** START OF Input **

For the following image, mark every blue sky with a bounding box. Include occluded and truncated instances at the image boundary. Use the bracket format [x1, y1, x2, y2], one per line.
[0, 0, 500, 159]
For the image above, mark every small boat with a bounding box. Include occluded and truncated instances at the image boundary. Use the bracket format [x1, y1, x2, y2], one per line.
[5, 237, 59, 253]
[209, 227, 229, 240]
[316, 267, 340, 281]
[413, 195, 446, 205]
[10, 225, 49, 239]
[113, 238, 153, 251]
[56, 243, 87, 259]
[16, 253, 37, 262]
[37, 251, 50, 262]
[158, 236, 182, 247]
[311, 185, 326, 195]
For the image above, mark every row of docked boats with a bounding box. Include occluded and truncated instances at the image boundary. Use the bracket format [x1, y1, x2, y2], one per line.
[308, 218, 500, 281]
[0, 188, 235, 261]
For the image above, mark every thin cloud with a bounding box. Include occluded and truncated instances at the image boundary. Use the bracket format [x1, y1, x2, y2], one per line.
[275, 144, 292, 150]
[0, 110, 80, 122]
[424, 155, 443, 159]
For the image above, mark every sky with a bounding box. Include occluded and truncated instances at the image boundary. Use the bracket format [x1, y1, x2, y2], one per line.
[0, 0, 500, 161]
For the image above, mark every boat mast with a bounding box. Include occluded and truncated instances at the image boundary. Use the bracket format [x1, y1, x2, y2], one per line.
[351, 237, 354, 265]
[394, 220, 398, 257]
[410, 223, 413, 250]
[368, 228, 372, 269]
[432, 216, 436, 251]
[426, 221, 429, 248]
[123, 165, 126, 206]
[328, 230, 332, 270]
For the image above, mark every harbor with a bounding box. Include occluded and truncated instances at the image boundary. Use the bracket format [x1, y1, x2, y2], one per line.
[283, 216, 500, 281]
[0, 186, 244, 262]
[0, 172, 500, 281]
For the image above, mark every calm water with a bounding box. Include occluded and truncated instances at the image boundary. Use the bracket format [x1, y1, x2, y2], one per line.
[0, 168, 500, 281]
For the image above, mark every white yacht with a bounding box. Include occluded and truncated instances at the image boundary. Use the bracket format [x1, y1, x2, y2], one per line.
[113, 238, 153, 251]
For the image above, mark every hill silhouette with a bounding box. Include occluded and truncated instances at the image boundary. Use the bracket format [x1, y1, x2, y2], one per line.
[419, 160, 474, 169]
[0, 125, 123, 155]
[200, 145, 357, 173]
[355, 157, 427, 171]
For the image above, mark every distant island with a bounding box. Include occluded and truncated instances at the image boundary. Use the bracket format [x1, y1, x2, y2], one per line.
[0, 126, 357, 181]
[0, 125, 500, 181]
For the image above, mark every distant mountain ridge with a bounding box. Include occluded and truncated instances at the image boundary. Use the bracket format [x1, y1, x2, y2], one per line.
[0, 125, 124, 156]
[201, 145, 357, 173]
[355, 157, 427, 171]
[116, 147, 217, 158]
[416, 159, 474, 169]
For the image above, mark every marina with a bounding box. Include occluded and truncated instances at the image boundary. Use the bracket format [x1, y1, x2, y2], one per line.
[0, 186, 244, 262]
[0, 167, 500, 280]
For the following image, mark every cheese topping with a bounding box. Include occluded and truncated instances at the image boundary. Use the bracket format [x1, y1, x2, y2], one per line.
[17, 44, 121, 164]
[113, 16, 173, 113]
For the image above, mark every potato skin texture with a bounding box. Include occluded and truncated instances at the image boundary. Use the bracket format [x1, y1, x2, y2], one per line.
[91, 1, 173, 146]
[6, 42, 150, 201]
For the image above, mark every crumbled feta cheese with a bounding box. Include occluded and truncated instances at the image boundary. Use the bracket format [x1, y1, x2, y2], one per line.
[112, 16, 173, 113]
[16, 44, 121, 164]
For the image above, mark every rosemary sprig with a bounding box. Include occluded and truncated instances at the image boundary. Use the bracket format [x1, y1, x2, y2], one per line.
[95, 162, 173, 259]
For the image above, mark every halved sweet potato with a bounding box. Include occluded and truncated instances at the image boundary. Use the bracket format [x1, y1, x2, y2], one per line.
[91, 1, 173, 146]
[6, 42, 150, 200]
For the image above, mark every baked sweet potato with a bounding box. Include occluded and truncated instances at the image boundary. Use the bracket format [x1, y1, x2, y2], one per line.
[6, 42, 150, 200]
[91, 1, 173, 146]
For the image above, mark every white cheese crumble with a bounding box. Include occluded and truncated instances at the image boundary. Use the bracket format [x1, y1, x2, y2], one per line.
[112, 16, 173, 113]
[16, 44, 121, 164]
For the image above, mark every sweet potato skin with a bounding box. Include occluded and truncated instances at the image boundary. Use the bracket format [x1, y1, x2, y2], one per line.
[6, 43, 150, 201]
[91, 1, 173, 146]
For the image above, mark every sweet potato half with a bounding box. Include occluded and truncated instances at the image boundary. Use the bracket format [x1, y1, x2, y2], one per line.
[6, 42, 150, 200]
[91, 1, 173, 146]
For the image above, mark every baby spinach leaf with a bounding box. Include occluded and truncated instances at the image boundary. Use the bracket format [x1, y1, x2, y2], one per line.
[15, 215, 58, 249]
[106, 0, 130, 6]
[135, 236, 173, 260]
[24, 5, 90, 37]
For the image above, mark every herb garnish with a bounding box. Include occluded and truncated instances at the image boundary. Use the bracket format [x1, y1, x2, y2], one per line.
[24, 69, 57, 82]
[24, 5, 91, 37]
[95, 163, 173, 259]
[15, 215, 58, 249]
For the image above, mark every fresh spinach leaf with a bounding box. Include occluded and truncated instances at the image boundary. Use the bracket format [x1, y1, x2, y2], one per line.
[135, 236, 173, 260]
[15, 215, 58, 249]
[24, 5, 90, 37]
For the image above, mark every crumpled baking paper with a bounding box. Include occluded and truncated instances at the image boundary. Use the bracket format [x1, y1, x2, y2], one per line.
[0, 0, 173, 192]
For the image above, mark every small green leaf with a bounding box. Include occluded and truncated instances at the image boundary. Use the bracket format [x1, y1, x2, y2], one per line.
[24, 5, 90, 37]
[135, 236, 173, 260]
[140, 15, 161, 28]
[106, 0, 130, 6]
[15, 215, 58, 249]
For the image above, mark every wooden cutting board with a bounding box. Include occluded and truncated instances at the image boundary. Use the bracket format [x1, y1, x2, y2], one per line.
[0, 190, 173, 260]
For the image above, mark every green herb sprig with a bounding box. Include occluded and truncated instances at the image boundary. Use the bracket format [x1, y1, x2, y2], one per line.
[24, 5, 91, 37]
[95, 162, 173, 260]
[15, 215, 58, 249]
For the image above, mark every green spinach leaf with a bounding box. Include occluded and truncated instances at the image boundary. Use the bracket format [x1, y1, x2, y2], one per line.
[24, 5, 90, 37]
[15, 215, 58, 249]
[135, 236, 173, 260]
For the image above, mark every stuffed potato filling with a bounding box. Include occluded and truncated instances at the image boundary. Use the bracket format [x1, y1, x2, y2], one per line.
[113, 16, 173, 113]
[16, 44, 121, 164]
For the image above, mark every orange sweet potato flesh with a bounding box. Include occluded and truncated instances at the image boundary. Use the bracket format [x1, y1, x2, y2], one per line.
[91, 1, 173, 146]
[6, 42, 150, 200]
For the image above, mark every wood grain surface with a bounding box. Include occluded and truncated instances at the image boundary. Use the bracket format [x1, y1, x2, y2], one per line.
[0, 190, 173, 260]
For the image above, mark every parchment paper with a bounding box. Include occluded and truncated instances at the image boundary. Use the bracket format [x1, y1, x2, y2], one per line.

** END OF Input **

Goal of the exercise -> Copy out all the lines above again, swapping each "bounding box" for "rectangle" and keeping every other word the same.

Exercise result ->
For the following image, mark every blue sky with a rectangle. Include occluded and truncated instances at the image boundary. Use the bracket format [x1, y1, x2, y2], one per line.
[0, 0, 500, 159]
For the image above, mark every small boat with a rectangle. Include occluded and truncated instances at the image boundary. Use the bracket format [x1, y1, x2, y2], one per line.
[5, 237, 59, 253]
[209, 227, 229, 240]
[316, 267, 340, 281]
[413, 195, 446, 205]
[10, 225, 49, 239]
[113, 238, 153, 251]
[56, 243, 87, 259]
[16, 253, 37, 262]
[37, 251, 50, 262]
[158, 236, 182, 247]
[311, 185, 326, 195]
For the image above, mark every row of docked boats with a rectangle. Include occluded and truncated instances at the image boundary. Use the bracket format [x1, y1, x2, y2], one per line.
[308, 218, 500, 281]
[0, 188, 235, 261]
For the image above, mark every thin cloud with a rectangle. Include occluded and truncated instances at the image boundary. Use the bracket format [x1, y1, x2, y2], one per line.
[275, 144, 292, 150]
[0, 110, 80, 122]
[424, 155, 443, 159]
For the image above, mark every sky with a rectangle. Include occluded and truncated instances at the image boundary. Use the bracket format [x1, y1, x2, y2], one per line.
[0, 0, 500, 161]
For the image above, mark every boat mast with a rectangle. Include occluded and truncated instances at the image boundary. Use the bracket format [x1, y1, x2, y2], one per line.
[351, 237, 354, 265]
[394, 220, 398, 257]
[410, 223, 413, 250]
[368, 228, 372, 269]
[432, 216, 436, 251]
[426, 221, 429, 248]
[123, 165, 126, 206]
[328, 230, 332, 270]
For the image above, mark every harbor with a rectangle. Include occluded and truncated instances at the image boundary. Use the bracket format [x1, y1, x2, y2], one per line.
[283, 216, 500, 281]
[0, 186, 244, 262]
[0, 172, 500, 281]
For the image above, mark every calm water with a rectangle. Include occluded and truncated instances at the image boundary. Use the bracket format [x1, y1, x2, y2], one per line.
[0, 168, 500, 281]
For the image above, mark every white yacht with a rectangle. Include occluded and truncated instances at the image boundary. Use the bracket format [x1, y1, x2, y2], one per line.
[113, 238, 153, 251]
For the image above, mark every hill silhouette with a rectangle. Include occluded and truncated instances at the image boundary. Use the bracket format [x1, y1, x2, y2], one per line.
[419, 160, 474, 169]
[0, 125, 123, 155]
[200, 145, 357, 173]
[355, 157, 427, 171]
For the image above, mark every distant island with a rectangle. Include occluded and truncated instances at the image boundary. Use the bracket format [x1, y1, x2, y2], one per line.
[0, 126, 357, 181]
[0, 125, 500, 181]
For the image above, mark every distant mountain ridge with a rectangle. Include occluded and truncated instances at the image boundary. Use the bracket format [x1, y1, x2, y2], one per line.
[0, 125, 124, 156]
[201, 145, 357, 173]
[355, 157, 427, 171]
[116, 147, 217, 158]
[416, 159, 474, 169]
For the image above, mark every marina with a rectangle. Include occluded and truncated instances at the image boundary. Use the bracket format [x1, y1, x2, y2], one per line.
[0, 186, 244, 262]
[0, 167, 500, 280]
For the following image, mark every cheese topping with a rectangle. Include occluded and truncated instances at the image boundary. Use the bracket format [x1, y1, x2, y2], one per line.
[17, 44, 121, 164]
[113, 16, 173, 113]
For the image above, mark every potato skin texture with a rectangle. Include occluded and truncated instances at the image boundary. Use the bracket format [x1, y1, x2, y2], one per line.
[91, 1, 173, 146]
[6, 42, 150, 201]
For the image above, mark every crumbled feta cheese with a rectangle. Include occluded and truncated instances at the image boundary. Use the bracket format [x1, y1, x2, y2], one per line.
[112, 16, 173, 113]
[16, 44, 121, 164]
For the image above, mark every rosemary sprig with a rectangle. Include occluded and truncated instances at the image boundary. Use the bracket format [x1, y1, x2, y2], one per line.
[95, 162, 173, 259]
For the image above, mark every halved sweet potato with a rectangle. Include occluded and truncated instances at the image boundary. Use the bracket format [x1, y1, x2, y2], one per line.
[91, 1, 173, 146]
[6, 42, 150, 200]
For the image above, mark every baked sweet potato with a rectangle. Include occluded and truncated instances at the image boundary. Use the bracket format [x1, y1, x2, y2], one per line.
[6, 42, 150, 200]
[91, 1, 173, 146]
For the image above, mark every white cheese crumble with a rectangle. Include occluded and truncated instances at the image boundary. Use the bracket format [x1, y1, x2, y2], one per line.
[112, 16, 173, 113]
[16, 44, 121, 164]
For the image above, mark every sweet potato skin with a rectangle. Include occluded and truncated instances at the image boundary. Use the bracket format [x1, y1, x2, y2], one per line.
[6, 43, 150, 201]
[91, 1, 173, 146]
For the image above, mark every sweet potato half with a rectangle. Include occluded and truncated instances at the image boundary. Use the bracket format [x1, y1, x2, y2], one per line.
[6, 42, 150, 200]
[91, 1, 173, 146]
For the image above, mark every baby spinach leaf with a rectangle. Include occluded and truncated instances at the image boundary. Use the bracket format [x1, y1, x2, y2], one per line.
[15, 215, 58, 249]
[106, 0, 130, 6]
[135, 236, 173, 260]
[24, 5, 90, 37]
For the image above, mark every herb garnish with a rectangle. Include occluded and truncated instances at the image boundary. Use the bracket format [x1, y1, x2, y2], one per line.
[24, 69, 57, 82]
[24, 5, 91, 37]
[95, 163, 173, 259]
[15, 215, 58, 249]
For the image above, mark every fresh spinach leaf with a rectangle. Include occluded and truncated instances at the image boundary. Use the bracket format [x1, y1, x2, y2], one per line.
[135, 236, 173, 260]
[15, 215, 58, 249]
[24, 5, 90, 37]
For the image above, mark every crumpled baking paper with a rectangle. Include occluded and truncated instances at the image boundary. Use the bracket format [x1, y1, x2, y2], one per line.
[0, 0, 173, 192]
For the image above, mark every small green leaf with a rectangle. Include occluded and truncated instances at the image boundary. Use the bracket format [x1, y1, x2, y2], one per line.
[24, 5, 90, 37]
[135, 236, 173, 260]
[140, 15, 161, 28]
[106, 0, 130, 6]
[15, 215, 58, 249]
For the image above, mark every wooden cutting board with a rectangle. Include occluded and truncated instances at the image boundary. Use the bracket format [x1, y1, x2, y2], one per line.
[0, 190, 173, 260]
For the image above, mark every green herb sprig with a rectangle. Include occluded and truncated instances at the image boundary. Use the bracket format [x1, y1, x2, y2], one per line.
[24, 5, 91, 37]
[95, 162, 173, 260]
[15, 215, 58, 249]
For the image above, mark every green spinach leaf with a rectangle. Include occluded and truncated instances at the image boundary. Use the bracket format [x1, y1, x2, y2], one per line.
[24, 5, 90, 37]
[15, 215, 58, 249]
[135, 236, 173, 260]
For the image above, mark every stuffed potato filling with a rectangle. Include occluded and truncated instances at the image boundary. Use the bracket format [x1, y1, x2, y2], one per line.
[113, 16, 173, 113]
[16, 44, 121, 164]
For the image above, mark every orange sweet potato flesh with a rectangle. Include occluded and truncated instances at the image boundary. Use the bracket format [x1, y1, x2, y2], one per line.
[91, 1, 173, 146]
[6, 42, 150, 200]
For the image above, mark every wood grain surface with a rectangle. Include occluded and truncated instances at the image boundary. Use the bracket format [x1, y1, x2, y2], one per line.
[0, 190, 173, 260]
For the image above, mark every parchment paper with a rectangle. Include occluded and truncated instances at the image boundary. Use the bracket format [x1, y1, x2, y2], one per line.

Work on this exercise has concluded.